PAGINATEKST:
....

Taal is natuurlijk in zekere mate persoonlijk, maar 'wou' wordt meestal beschouwd als minder deftig of formeel dan 'wilde'.
Off-topic: nivo en buro zijn niet standaard en zullen dat zeker ooit nooit worden. Ik geloof zelfs (zonder bewijs) dat zulke vormen op hun retour zijn.

Met alle respect, is Nederlands je moedertaal zoals je profiel aangeeft?


----------



## jacquesvd

Grytolle said:


> wou/wilde afmaken
> 
> "wilde" wordt helaas voor correcter gehouden, "wouden" ipv "wilden" nog helaser voor incorrect


 
In het meervoud geldt 'wouden' inderdaad als niet correct en ik hoor of lees het ook quasi nooit. In het enkelvoud gelden 'wou' en 'wilde' beiden als absoluut correct en dat het ene frequenter gebruikt wordt dan het andere zegt niets over de juistheid.

In de irrealis is 'wou' trouwens veel meer gebruikt dan 'wilde' en komt het eigenlijk overeen met 'zou willen' dat in een aantal gevallen (maar niet altijd) zelfs omslachtiger en minder stijlvol klinkt. Zie bv. Godfried Bomans "ik wou dat ik twee hondjes was, dan kon ik met mezelf spelen'. In deze zin kun je 'wou' eigenlijk niet vervangen door 'wilde', hoogstens door 'zou willen' maar dan loopt de zin helemaal niet zo lekker. Zie ook 'ik wou dat ik het kon' dat gelijk staat met 'ik zou willen dat ik het kon' en niet hetzelfde is als 'ik wilde dat ik het kon'


----------



## nasinas

Grytolle said:


> "wilde afmaken" is ook enigszins beter schrijftaal dan "af wilde maken"


 
Volgens mij is dat niet zo en kan het allebei.


----------

....

DE RECORDS:
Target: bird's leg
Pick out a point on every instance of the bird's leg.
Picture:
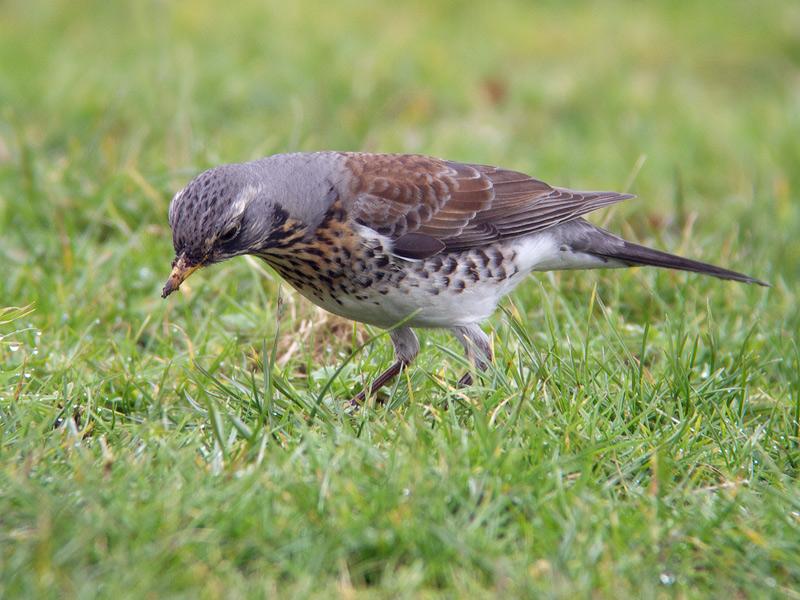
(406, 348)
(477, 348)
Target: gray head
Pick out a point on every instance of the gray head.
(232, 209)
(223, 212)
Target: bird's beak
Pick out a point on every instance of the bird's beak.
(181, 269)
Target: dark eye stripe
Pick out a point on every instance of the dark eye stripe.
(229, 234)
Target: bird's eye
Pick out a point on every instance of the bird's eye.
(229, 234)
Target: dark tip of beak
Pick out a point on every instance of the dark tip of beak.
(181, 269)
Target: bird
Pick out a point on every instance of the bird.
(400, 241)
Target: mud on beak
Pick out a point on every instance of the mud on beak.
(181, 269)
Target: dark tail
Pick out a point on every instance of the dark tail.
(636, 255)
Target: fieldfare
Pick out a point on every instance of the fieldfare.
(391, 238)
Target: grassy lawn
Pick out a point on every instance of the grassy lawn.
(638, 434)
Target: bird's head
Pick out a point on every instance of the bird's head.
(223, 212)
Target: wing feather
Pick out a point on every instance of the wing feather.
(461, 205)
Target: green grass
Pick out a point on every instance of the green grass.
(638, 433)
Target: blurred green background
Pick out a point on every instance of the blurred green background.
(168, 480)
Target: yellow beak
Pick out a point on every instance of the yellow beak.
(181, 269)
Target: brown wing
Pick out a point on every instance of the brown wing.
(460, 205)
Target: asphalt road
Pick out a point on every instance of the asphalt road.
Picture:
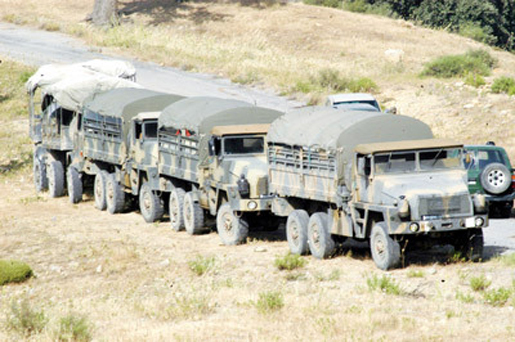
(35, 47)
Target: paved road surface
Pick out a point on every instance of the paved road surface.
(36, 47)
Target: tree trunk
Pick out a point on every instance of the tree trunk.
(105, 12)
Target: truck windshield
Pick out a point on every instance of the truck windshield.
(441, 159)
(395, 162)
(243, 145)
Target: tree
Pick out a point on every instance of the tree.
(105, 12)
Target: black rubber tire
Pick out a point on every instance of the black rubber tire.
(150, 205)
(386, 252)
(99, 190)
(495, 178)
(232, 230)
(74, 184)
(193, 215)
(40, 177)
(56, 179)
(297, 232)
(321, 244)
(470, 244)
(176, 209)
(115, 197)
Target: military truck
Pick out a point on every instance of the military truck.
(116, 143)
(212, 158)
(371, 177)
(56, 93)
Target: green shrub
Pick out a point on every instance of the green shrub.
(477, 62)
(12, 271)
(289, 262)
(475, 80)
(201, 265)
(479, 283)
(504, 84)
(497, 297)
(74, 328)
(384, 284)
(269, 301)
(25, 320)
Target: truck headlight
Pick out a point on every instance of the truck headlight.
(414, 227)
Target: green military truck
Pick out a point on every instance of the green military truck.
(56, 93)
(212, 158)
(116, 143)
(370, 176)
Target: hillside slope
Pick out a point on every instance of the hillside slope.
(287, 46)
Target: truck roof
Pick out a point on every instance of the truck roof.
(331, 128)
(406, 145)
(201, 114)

....

DOEL VAN OPDRACHT:
Zeg bij elke uitspraak hieronder of die klopt met de tekst over 'wou' en 'wilde'. Antwoord met ja of nee en citeer letterlijk de woorden uit de tekst die de doorslag geven.
1. In het meervoud geldt 'wouden' als niet correct.
2. In de zin over de twee hondjes kun je 'wou' zonder problemen vervangen door 'wilde'.
3. nasinas vindt "wilde afmaken" betere schrijftaal dan "af wilde maken".

ANTWOORD OP OPDRACHT:
1. Ja: "In het meervoud geldt 'wouden' inderdaad als niet correct"
2. Nee: "In deze zin kun je 'wou' eigenlijk niet vervangen door 'wilde'"
3. Nee: "Volgens mij is dat niet zo en kan het allebei."